> [Короткое задание A]:
Какие слова и названия заключены в кавычки в отрывке о повестях Адамовича? Назовите каждое по одному разу.
> [Короткое задание B]:
О чем говорится в отрывке о повестях Адамовича? Ответьте двумя предложениями.
> [Короткое задание C]:
Продолжите рассуждение о повестях Адамовича «Асия» и «Последний отпуск» после его последнего предложения.

> [Цитируемый текст]:
+ + + + + + +

Выбрать главу

Но все-таки главным образом автора занимают тут работы и коллизии сегодняшней действительности. А вместе с войной из повестей ушла и тема народной жизни — для Адамовича коренная и органичная. Ей на смену пришли темы и более камерные, и одновременно более общечеловеческие (особенно в «Последнем отпуске» это сочетание бросается в глаза). Известно, что успех произведения зависит не от темы, не от материала. Но все же, видно, не зря говорят: взялся не за свою тему. Темы могут быть художнику близкими и далекими. Те, которым посвящены «Асия» и «Последний отпуск», не захватывали автора безоглядно. Одно связано с другим — куда больше, чем во время работы над дилогией, его занимали формальные задачи: он «колдовал» над языком, стремясь к лаконизму; он бился над монтажом, стараясь нащупать способы выразительного соединения разновременных, разнохарактерных планов и эпизодов.

+ + + + + + +

> [Данные]:
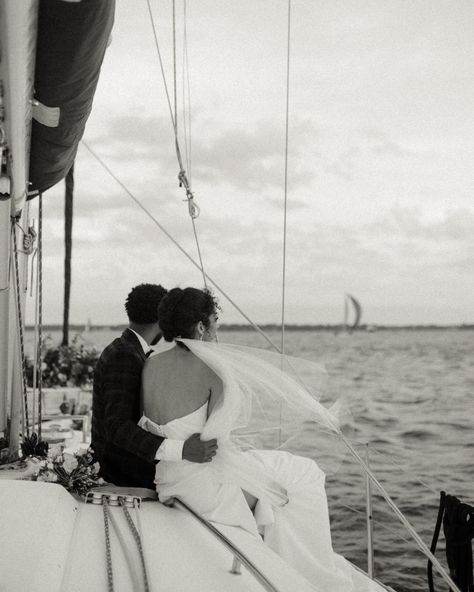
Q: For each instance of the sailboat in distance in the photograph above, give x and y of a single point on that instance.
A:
(352, 308)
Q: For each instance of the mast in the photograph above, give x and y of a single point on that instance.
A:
(18, 25)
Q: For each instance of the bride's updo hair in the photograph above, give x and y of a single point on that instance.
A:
(182, 309)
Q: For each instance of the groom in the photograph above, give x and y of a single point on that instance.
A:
(127, 454)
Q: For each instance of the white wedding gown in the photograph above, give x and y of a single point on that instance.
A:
(298, 530)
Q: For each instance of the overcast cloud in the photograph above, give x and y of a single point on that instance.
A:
(380, 167)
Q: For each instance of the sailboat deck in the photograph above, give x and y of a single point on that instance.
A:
(62, 543)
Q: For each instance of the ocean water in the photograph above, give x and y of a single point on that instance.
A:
(411, 394)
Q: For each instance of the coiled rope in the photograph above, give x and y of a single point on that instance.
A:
(178, 245)
(25, 413)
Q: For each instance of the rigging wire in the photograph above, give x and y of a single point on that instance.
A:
(285, 206)
(193, 209)
(186, 86)
(39, 283)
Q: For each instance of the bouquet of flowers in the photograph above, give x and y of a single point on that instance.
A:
(77, 472)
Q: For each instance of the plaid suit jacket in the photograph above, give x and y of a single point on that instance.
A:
(126, 453)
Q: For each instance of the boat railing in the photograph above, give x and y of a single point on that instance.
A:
(372, 480)
(239, 556)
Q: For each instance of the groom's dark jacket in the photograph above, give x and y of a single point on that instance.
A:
(126, 453)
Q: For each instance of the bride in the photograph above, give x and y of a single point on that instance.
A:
(246, 400)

+ + + + + + +

> [Результат A]:
«Последний отпуск», «Асия», «колдовал»

> [Результат B]:
В повестях «Асия» и «Последний отпуск» Адамовича занимает прежде всего сегодняшняя действительность, а вместо войны и темы народной жизни в них пришли темы более камерные и одновременно более общечеловеческие. Эти темы не захватывали автора безоглядно, и куда больше его занимали формальные задачи: лаконизм языка и выразительное соединение разновременных и разнохарактерных планов и эпизодов.

> [Результат C]:
Все это, конечно, не прошло даром — накопленный опыт был затем использован в «Хатынской повести», которая написана более плотно, более динамично, чем дилогия. Но главное, что обрел Адамович в годы, отданные работе над «Асией» и «Последним отпуском», — это новый подход к материалу войны. В «свернутом» виде его уже можно обнаружить в «Последнем отпуске».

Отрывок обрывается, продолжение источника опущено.